**What you should do**.
Copy out the stretch from the line containing "[mark] the blurred face" through the last line, request included, and scale every point coordinate in the answers by 1.95, rounding each to a whole number with halves going up.

**Rows**.
____________

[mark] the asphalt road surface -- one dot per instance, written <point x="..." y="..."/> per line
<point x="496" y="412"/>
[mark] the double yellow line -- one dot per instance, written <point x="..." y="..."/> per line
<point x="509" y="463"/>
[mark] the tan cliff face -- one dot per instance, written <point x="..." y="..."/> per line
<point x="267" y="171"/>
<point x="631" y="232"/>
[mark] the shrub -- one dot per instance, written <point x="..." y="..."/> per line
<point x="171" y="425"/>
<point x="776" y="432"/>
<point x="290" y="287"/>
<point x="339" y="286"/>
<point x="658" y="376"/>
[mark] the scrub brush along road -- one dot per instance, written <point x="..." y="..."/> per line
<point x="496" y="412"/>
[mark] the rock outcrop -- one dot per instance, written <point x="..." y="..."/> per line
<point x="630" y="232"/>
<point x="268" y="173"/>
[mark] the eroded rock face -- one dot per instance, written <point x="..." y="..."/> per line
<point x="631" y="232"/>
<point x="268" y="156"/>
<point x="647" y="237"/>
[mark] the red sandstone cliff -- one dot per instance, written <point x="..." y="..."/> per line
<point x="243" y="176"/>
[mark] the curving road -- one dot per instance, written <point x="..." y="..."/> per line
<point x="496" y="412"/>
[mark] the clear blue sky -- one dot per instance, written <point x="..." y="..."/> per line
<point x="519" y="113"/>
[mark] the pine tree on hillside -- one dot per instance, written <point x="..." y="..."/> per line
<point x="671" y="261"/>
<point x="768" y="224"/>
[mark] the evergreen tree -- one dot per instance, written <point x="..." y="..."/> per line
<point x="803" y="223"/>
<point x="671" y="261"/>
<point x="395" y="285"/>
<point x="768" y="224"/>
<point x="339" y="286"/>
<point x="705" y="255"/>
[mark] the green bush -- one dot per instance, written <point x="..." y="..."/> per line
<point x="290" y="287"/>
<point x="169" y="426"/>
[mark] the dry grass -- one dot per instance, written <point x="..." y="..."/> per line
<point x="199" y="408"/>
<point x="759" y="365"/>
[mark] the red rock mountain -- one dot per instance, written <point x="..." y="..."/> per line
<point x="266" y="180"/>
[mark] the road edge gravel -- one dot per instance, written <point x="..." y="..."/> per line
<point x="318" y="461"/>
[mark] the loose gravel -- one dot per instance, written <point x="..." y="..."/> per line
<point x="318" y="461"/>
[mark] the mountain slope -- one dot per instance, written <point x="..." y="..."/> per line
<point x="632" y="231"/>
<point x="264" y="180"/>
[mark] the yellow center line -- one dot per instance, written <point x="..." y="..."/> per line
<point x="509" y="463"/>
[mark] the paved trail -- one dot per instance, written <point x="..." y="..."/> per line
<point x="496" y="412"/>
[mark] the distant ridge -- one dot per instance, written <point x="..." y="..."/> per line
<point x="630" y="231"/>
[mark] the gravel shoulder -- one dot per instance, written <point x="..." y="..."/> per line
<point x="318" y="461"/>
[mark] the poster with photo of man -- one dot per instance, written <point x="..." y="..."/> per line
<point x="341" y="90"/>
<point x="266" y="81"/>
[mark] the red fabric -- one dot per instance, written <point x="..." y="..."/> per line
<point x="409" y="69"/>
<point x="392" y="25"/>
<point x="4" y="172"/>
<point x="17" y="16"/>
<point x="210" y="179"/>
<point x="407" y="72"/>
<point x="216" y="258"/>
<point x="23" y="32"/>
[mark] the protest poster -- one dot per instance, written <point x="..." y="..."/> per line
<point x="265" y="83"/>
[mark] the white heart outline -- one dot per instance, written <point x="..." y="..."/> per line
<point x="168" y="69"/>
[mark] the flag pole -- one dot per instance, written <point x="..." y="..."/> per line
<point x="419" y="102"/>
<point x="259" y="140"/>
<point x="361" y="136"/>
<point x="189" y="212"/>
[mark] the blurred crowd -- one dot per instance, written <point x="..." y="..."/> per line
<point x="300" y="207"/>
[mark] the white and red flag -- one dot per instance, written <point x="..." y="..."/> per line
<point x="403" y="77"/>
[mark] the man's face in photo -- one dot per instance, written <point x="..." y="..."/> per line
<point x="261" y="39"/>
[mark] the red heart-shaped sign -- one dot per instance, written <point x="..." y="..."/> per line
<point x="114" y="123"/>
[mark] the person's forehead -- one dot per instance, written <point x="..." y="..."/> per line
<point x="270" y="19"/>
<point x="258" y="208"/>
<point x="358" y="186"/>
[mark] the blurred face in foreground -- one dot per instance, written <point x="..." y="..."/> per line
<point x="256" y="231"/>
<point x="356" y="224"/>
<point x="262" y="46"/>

____________

**Answer to the problem**.
[mark] the blurred face in foreground -- one dot per instance, written <point x="..." y="..."/> per line
<point x="499" y="450"/>
<point x="694" y="437"/>
<point x="511" y="90"/>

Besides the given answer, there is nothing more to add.